*WHAT TO WORK ON*
1: Answer these questions using the text on long-acting beta-2 agonists below.
(a) What is the onset of action of formoterol?
(b) Which enzyme does protein kinase A phosphorylate?
(c) Which trial is named as a landmark study linking LABAs without inhaled corticosteroids to severe asthma outcomes?
2: Reproduce the part of the text on long-acting beta-2 agonists below from "LABAs bind to" up to and including "enhance mucociliary clearance.".

*SELECTED TEXT*
────────────────────────────────────────
Clinical meaning
Long-acting beta-2 agonists (LABAs) are bronchodilators with a duration of action of 12 or more hours, used as maintenance therapy in asthma and COPD. The two principal LABAs are salmeterol (onset 30-60 minutes, duration 12 hours) and formoterol (rapid onset 5 minutes, duration 12 hours). Ultra-long-acting agents include vilanterol (24-hour duration, used in once-daily combination inhalers) and indacaterol (24-hour COPD agent).
LABAs bind to beta-2 adrenergic receptors on airway smooth muscle cells, activating adenylyl cyclase via Gs protein coupling, increasing intracellular cyclic AMP (cAMP). Elevated cAMP activates protein kinase A (PKA), which phosphorylates myosin light chain kinase (MLCK), reducing its affinity for the calcium-calmodulin complex. This prevents myosin-actin cross-bridge cycling, producing sustained smooth muscle relaxation and bronchodilation. LABAs also inhibit mast cell mediator release, reduce microvascular permeability, and enhance mucociliary clearance.
The critical safety concern is the FDA black box warning (subsequently modified in 2017) regarding LABA monotherapy in asthma. LABAs WITHOUT concurrent inhaled corticosteroids (ICS) were associated with increased risk of severe asthma exacerbations, hospitalizations, and asthma-related death in landmark studies (SMART trial, 2006). The mechanism of harm is hypothesized to involve: (1) masking of worsening airway inflammation by providing symptomatic bronchodilation without addressing the underlying inflammatory process; (2) beta-2 receptor desensitization (tachyphylaxis) with chronic stimulation, reducing the bronchodilator reserve available during acute exacerbations; (3) possible pro-inflammatory effects of unopposed beta-2 stimulation in the absence of corticosteroid-mediated anti-inflammatory control.
────────────────────────────────────────
Natural-language object grounding data:
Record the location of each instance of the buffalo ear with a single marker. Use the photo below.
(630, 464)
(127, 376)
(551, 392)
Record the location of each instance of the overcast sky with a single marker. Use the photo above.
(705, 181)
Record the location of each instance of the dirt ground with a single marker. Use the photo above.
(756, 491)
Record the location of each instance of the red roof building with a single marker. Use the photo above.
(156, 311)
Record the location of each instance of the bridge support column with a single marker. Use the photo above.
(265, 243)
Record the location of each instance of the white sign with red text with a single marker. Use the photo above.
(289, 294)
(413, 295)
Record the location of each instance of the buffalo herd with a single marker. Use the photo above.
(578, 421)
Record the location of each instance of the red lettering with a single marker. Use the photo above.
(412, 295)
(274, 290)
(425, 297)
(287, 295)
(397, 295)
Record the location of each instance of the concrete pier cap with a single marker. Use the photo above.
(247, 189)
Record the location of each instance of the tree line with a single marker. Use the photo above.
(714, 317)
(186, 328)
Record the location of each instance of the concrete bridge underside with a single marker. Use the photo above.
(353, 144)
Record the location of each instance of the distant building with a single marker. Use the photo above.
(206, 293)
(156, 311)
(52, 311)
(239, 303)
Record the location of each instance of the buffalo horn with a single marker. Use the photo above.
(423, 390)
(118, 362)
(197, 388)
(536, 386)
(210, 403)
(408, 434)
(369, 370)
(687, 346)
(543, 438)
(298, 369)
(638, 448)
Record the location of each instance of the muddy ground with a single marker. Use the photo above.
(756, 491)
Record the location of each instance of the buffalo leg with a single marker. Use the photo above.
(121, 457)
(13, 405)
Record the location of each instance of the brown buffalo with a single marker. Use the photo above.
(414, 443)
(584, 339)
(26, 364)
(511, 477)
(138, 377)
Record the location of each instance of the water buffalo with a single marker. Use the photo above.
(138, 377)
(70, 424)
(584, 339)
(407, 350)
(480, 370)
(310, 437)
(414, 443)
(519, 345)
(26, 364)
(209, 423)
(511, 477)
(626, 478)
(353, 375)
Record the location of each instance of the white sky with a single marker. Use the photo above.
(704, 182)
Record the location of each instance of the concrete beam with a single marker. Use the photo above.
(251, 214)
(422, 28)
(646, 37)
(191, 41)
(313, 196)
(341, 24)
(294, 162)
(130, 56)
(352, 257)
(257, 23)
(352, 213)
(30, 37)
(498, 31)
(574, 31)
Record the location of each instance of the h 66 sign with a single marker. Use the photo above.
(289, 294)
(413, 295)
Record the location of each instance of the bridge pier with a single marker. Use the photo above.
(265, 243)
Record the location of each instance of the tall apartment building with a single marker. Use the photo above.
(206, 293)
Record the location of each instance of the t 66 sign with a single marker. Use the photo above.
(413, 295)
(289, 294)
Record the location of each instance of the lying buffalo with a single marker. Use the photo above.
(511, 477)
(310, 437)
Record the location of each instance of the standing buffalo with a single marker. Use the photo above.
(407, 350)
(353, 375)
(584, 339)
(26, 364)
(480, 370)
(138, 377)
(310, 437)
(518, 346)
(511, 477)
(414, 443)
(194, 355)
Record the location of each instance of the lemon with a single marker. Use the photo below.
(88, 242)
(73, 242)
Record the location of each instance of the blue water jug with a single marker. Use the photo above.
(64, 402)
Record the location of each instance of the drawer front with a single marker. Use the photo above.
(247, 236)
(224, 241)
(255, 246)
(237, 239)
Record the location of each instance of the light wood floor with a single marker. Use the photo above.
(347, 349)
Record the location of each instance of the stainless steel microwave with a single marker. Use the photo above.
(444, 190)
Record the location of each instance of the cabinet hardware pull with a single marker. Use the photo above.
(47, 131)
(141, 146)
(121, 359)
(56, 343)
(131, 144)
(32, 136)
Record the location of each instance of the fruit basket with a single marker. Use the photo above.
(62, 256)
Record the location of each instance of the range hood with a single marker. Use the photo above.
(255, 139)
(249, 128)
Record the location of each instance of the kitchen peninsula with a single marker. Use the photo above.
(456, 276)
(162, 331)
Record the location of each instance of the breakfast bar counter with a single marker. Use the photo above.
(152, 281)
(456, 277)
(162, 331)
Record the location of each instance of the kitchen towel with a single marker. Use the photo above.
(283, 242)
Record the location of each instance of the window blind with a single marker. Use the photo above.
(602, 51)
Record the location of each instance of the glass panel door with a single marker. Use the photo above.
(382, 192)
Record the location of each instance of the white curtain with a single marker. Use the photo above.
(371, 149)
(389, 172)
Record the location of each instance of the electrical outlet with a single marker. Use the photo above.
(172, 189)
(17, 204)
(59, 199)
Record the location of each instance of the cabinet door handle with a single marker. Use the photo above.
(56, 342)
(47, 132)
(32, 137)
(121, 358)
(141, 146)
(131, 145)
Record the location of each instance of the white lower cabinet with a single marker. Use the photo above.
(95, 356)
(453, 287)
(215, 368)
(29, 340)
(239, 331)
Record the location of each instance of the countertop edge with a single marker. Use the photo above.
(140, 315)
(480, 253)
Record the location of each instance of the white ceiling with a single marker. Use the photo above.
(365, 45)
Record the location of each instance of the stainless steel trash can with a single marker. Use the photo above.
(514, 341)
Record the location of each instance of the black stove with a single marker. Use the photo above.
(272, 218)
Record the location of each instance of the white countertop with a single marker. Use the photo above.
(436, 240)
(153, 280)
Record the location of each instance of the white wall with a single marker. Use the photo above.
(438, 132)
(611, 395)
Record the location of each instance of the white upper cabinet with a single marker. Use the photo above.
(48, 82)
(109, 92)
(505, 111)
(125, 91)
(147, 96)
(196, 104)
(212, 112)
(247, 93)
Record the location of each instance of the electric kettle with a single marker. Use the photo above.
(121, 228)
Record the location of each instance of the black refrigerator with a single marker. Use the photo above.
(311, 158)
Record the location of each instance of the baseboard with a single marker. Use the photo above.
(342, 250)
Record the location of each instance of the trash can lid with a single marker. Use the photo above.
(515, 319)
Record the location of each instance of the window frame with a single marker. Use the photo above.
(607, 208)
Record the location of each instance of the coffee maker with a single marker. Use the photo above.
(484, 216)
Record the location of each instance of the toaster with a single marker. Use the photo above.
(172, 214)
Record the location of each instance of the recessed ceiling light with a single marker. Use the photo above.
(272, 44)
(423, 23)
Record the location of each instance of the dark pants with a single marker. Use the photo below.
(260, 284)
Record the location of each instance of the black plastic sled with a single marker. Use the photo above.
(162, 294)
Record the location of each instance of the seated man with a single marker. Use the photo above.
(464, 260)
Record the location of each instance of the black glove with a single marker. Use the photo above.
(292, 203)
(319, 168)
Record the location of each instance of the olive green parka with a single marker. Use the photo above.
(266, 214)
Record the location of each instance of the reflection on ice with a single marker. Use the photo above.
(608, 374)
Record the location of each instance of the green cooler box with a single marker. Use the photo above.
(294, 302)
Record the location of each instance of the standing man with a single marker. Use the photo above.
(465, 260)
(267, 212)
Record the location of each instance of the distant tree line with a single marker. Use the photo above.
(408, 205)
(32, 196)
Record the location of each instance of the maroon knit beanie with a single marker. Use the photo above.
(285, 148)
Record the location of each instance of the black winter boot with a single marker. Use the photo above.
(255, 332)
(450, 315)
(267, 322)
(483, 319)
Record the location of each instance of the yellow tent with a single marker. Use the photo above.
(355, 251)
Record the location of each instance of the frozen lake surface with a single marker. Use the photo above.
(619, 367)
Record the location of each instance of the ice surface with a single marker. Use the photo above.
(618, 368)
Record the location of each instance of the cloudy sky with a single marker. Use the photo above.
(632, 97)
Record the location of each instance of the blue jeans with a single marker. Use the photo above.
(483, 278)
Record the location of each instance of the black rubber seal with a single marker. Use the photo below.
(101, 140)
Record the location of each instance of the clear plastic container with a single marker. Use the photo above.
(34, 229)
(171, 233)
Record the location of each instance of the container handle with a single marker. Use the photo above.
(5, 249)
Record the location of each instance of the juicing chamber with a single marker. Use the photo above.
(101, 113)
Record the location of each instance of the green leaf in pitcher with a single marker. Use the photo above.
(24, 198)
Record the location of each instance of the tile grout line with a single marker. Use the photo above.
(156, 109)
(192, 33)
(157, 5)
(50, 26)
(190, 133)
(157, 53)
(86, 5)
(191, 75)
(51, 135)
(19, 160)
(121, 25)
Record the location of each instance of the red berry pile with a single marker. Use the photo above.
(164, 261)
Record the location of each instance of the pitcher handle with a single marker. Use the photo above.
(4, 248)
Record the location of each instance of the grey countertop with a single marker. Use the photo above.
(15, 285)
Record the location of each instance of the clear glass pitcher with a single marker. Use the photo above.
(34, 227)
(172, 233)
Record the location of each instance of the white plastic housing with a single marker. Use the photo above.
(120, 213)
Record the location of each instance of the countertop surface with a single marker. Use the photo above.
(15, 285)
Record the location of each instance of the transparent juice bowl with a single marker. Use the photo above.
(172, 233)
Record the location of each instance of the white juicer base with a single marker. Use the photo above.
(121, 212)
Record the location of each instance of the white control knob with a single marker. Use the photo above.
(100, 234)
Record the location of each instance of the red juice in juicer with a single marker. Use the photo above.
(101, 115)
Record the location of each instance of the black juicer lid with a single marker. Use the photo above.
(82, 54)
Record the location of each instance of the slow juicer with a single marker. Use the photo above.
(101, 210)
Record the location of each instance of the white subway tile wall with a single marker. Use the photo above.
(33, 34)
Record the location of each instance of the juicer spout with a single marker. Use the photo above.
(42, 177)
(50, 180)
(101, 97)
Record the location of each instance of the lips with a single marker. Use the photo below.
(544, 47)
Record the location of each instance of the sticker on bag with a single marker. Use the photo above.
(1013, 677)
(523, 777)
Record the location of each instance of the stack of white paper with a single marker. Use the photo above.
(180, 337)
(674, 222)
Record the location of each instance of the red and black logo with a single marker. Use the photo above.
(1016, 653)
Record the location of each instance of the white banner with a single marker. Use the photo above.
────────────────────────────────────────
*ANSWERS TO THIS EXERCISE*
1:
(a) Rapid onset, 5 minutes.
(b) Myosin light chain kinase (MLCK).
(c) The SMART trial (2006).

2:
LABAs bind to beta-2 adrenergic receptors on airway smooth muscle cells, activating adenylyl cyclase via Gs protein coupling, increasing intracellular cyclic AMP (cAMP). Elevated cAMP activates protein kinase A (PKA), which phosphorylates myosin light chain kinase (MLCK), reducing its affinity for the calcium-calmodulin complex. This prevents myosin-actin cross-bridge cycling, producing sustained smooth muscle relaxation and bronchodilation. LABAs also inhibit mast cell mediator release, reduce microvascular permeability, and enhance mucociliary clearance.